The request. Starting at the line that has "Point to the mustache." and stopping after the line that has "x=587, y=205", add 48 to every x and y coordinate in the answers. Reproduce only those lines of the records, requests included.

Data supplied.
________________________________________

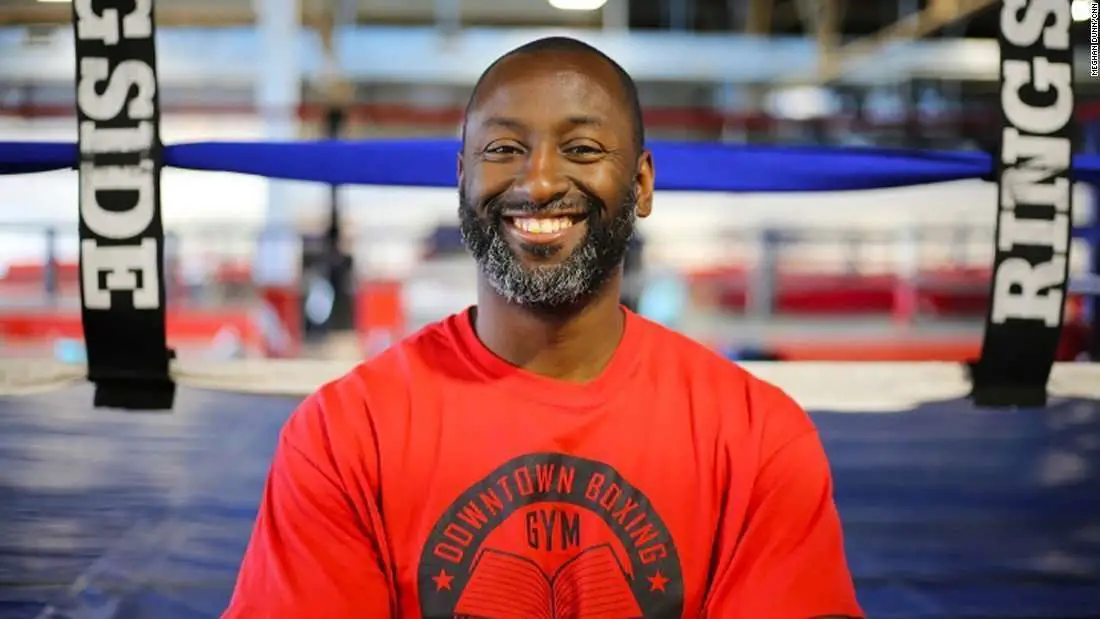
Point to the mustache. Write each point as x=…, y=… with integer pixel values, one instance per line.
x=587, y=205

________________________________________

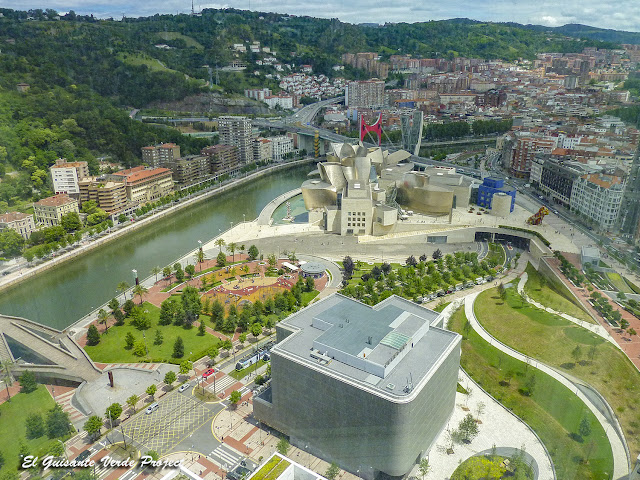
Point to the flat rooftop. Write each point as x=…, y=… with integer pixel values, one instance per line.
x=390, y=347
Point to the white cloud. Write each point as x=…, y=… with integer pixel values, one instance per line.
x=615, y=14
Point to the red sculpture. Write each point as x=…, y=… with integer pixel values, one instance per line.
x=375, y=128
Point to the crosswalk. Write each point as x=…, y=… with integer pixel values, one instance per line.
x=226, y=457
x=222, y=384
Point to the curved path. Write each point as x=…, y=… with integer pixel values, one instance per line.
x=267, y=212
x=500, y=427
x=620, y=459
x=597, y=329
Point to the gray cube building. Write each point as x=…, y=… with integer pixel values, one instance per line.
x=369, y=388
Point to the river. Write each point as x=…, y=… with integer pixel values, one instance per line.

________________________________________

Problem solution.
Point to the mustache. Write each point as x=…, y=… with integer pixel values, one instance per line.
x=635, y=253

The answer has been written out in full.